> **Problem details**:
Render the listing below as a numbered list, omitting any blank lines.

=== Begin Enclosure ===

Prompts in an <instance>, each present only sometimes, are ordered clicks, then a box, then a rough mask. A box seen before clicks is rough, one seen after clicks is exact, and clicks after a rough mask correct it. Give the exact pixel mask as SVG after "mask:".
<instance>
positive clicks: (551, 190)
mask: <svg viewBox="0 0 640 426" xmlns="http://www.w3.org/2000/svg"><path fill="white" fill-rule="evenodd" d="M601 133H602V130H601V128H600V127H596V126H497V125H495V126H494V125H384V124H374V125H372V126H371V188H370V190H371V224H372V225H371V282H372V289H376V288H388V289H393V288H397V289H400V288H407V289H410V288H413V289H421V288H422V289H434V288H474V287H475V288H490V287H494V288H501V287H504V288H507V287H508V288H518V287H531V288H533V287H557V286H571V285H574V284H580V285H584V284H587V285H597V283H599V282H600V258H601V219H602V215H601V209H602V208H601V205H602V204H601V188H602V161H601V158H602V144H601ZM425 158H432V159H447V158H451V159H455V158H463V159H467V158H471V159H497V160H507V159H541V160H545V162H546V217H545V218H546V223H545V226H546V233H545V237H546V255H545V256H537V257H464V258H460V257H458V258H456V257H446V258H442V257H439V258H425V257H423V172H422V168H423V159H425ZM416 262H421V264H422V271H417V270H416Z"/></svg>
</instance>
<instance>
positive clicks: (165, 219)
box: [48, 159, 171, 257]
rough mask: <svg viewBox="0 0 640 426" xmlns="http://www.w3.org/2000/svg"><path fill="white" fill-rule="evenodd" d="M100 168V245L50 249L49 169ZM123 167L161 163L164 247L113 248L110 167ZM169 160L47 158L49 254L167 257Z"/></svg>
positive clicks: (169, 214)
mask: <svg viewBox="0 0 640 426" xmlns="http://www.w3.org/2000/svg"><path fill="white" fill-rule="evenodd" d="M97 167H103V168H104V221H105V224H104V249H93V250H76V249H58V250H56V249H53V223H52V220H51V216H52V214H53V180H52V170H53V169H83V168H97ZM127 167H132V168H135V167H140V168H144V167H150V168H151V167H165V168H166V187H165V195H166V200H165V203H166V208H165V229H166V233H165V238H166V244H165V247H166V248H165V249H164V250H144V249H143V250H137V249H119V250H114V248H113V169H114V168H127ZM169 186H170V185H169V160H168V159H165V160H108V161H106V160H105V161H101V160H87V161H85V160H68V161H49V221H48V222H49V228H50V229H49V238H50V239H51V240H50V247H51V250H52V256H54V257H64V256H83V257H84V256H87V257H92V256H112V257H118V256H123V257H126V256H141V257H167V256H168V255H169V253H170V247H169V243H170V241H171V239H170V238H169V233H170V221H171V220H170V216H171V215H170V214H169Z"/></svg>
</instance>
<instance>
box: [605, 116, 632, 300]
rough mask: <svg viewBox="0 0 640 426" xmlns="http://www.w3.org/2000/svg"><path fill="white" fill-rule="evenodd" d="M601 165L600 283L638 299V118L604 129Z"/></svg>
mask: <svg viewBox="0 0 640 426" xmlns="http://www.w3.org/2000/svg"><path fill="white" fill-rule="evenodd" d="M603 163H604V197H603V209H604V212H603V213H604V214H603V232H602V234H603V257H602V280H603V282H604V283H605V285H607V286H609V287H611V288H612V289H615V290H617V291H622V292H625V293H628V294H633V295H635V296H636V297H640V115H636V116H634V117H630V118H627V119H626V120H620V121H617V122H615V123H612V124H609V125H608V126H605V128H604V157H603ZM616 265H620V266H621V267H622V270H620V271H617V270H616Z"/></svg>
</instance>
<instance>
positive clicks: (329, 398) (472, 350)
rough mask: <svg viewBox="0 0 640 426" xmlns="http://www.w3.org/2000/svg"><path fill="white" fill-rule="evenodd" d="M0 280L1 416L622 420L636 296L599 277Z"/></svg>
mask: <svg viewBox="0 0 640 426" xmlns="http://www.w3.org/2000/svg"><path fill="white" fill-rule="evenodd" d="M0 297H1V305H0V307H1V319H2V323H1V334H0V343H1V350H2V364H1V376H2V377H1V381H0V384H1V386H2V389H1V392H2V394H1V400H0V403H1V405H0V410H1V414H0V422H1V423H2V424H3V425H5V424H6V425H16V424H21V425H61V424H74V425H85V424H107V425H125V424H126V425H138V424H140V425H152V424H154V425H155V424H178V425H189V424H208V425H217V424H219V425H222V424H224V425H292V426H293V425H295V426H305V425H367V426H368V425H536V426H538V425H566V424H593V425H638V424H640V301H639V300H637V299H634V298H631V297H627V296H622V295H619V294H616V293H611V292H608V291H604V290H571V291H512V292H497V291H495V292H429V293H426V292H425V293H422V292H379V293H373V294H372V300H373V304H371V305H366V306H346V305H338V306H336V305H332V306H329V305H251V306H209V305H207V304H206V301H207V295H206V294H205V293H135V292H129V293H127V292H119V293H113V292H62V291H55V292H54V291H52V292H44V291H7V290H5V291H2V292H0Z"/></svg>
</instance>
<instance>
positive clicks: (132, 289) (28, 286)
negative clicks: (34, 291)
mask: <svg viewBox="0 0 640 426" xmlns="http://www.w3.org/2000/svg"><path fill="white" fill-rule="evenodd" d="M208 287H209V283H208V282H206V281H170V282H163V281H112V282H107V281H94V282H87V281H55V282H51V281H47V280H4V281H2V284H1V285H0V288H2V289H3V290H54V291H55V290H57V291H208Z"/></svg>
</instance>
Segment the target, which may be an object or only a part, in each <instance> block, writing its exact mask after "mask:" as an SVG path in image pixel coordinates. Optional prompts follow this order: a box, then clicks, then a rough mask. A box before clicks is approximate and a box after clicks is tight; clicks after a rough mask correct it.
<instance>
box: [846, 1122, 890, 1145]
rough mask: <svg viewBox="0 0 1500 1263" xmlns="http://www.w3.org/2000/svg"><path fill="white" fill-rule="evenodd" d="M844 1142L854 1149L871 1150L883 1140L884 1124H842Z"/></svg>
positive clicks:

=== End Enclosure ===

> **Reply to the task**:
1. Prompts in an <instance>, each present only sometimes, are ordered clicks, then a box, then a rough mask. A box seen before clicks is rough, one seen after clicks is exact, and clicks after a rough mask correct it. Give the exact pixel mask as SVG after "mask:".
2. <instance>
3. positive clicks: (551, 190)
4. mask: <svg viewBox="0 0 640 426" xmlns="http://www.w3.org/2000/svg"><path fill="white" fill-rule="evenodd" d="M601 133H602V130H601V128H600V127H596V126H497V125H495V126H494V125H384V124H374V125H372V126H371V188H370V190H371V224H372V225H371V282H372V289H376V288H388V289H393V288H397V289H400V288H407V289H410V288H413V289H421V288H422V289H434V288H474V287H475V288H490V287H494V288H501V287H504V288H507V287H508V288H518V287H531V288H533V287H557V286H571V285H574V284H580V285H584V284H587V285H597V283H599V282H600V258H601V219H602V215H601V209H602V208H601V205H602V204H601V188H602V161H601V158H602V144H601ZM425 158H432V159H447V158H451V159H455V158H463V159H467V158H471V159H497V160H507V159H541V160H545V162H546V217H545V218H546V223H545V226H546V233H545V237H546V255H545V256H537V257H464V258H460V257H458V258H456V257H446V258H442V257H439V258H425V257H423V172H422V168H423V159H425ZM416 262H421V264H422V271H417V270H416Z"/></svg>
5. </instance>
6. <instance>
7. positive clicks: (165, 219)
8. box: [48, 159, 171, 257]
9. rough mask: <svg viewBox="0 0 640 426" xmlns="http://www.w3.org/2000/svg"><path fill="white" fill-rule="evenodd" d="M100 168V245L50 249L49 169ZM123 167L161 163L164 247L113 248L110 167ZM169 160L47 158L49 254L167 257Z"/></svg>
10. positive clicks: (169, 214)
11. mask: <svg viewBox="0 0 640 426" xmlns="http://www.w3.org/2000/svg"><path fill="white" fill-rule="evenodd" d="M97 167H103V168H104V221H105V224H104V249H93V250H76V249H58V250H56V249H53V223H52V220H51V216H52V214H53V180H52V170H53V169H83V168H97ZM127 167H132V168H135V167H140V168H144V167H150V168H151V167H165V168H166V187H165V195H166V200H165V203H166V208H165V229H166V233H165V238H166V244H165V247H166V248H165V249H164V250H144V249H143V250H137V249H119V250H114V248H113V169H114V168H127ZM169 186H170V185H169V160H168V159H165V160H108V161H106V160H105V161H101V160H87V161H85V160H68V161H49V221H48V222H49V228H50V229H49V238H50V239H51V240H50V247H51V250H52V256H54V257H64V256H83V257H84V256H87V257H92V256H112V257H118V256H123V257H126V256H141V257H167V256H168V255H169V253H170V247H169V243H170V241H171V239H170V238H169V233H170V221H171V220H170V216H171V215H170V214H169Z"/></svg>
12. </instance>
13. <instance>
14. box: [605, 116, 632, 300]
15. rough mask: <svg viewBox="0 0 640 426" xmlns="http://www.w3.org/2000/svg"><path fill="white" fill-rule="evenodd" d="M601 165L600 283L638 299V118L604 129Z"/></svg>
16. mask: <svg viewBox="0 0 640 426" xmlns="http://www.w3.org/2000/svg"><path fill="white" fill-rule="evenodd" d="M603 163H604V197H603V209H604V212H603V213H604V214H603V232H602V234H603V257H602V280H603V282H604V283H605V285H607V286H609V287H611V288H612V289H615V290H617V291H622V292H625V293H628V294H633V295H635V296H636V297H640V115H636V116H634V117H630V118H627V119H626V120H620V121H617V122H615V123H612V124H609V125H608V126H605V128H604V157H603ZM616 265H620V266H621V267H622V270H620V271H617V270H616Z"/></svg>
17. </instance>
18. <instance>
19. positive clicks: (329, 398) (472, 350)
20. rough mask: <svg viewBox="0 0 640 426" xmlns="http://www.w3.org/2000/svg"><path fill="white" fill-rule="evenodd" d="M0 280L1 416L622 420L636 296L599 277Z"/></svg>
21. mask: <svg viewBox="0 0 640 426" xmlns="http://www.w3.org/2000/svg"><path fill="white" fill-rule="evenodd" d="M0 297H1V305H0V307H1V319H2V323H1V334H0V343H1V350H2V364H1V376H2V377H1V381H0V384H1V386H2V389H1V392H2V394H1V400H0V403H1V405H0V410H1V414H0V422H1V423H2V424H3V425H5V424H6V425H16V424H21V425H61V424H74V425H85V424H107V425H125V424H126V425H138V424H140V425H152V424H154V425H155V424H178V425H189V424H208V425H217V424H219V425H222V424H224V425H292V426H293V425H295V426H305V425H367V426H368V425H536V426H538V425H566V424H593V425H638V424H640V301H639V300H637V299H634V298H631V297H627V296H622V295H619V294H616V293H611V292H608V291H604V290H571V291H512V292H497V291H495V292H429V293H426V292H425V293H422V292H379V293H373V294H372V300H373V304H371V305H366V306H346V305H338V306H336V305H332V306H329V305H251V306H209V305H207V304H206V301H207V295H206V294H205V293H135V292H129V293H127V292H119V293H113V292H62V291H55V292H54V291H52V292H44V291H7V290H5V291H2V292H0Z"/></svg>
22. </instance>
23. <instance>
24. positive clicks: (132, 289) (28, 286)
25. negative clicks: (34, 291)
26. mask: <svg viewBox="0 0 640 426" xmlns="http://www.w3.org/2000/svg"><path fill="white" fill-rule="evenodd" d="M208 287H209V283H208V282H206V281H170V282H163V281H112V282H107V281H94V282H87V281H55V282H51V281H47V280H4V281H2V284H1V285H0V288H2V289H3V290H54V291H55V290H57V291H208Z"/></svg>
27. </instance>
28. Segment the target, which may be an object or only a part, in each <instance> block, writing its exact mask after "mask:" as an SVG path in image pixel coordinates. Optional prompts follow this order: a box, then clicks, then a rough mask. A box before clicks is approximate and a box after clicks is tight; clicks after a rough mask correct it.
29. <instance>
30. box: [846, 1122, 890, 1145]
31. rough mask: <svg viewBox="0 0 1500 1263" xmlns="http://www.w3.org/2000/svg"><path fill="white" fill-rule="evenodd" d="M844 1142L854 1149L871 1150L883 1140L884 1124H842Z"/></svg>
32. positive clicks:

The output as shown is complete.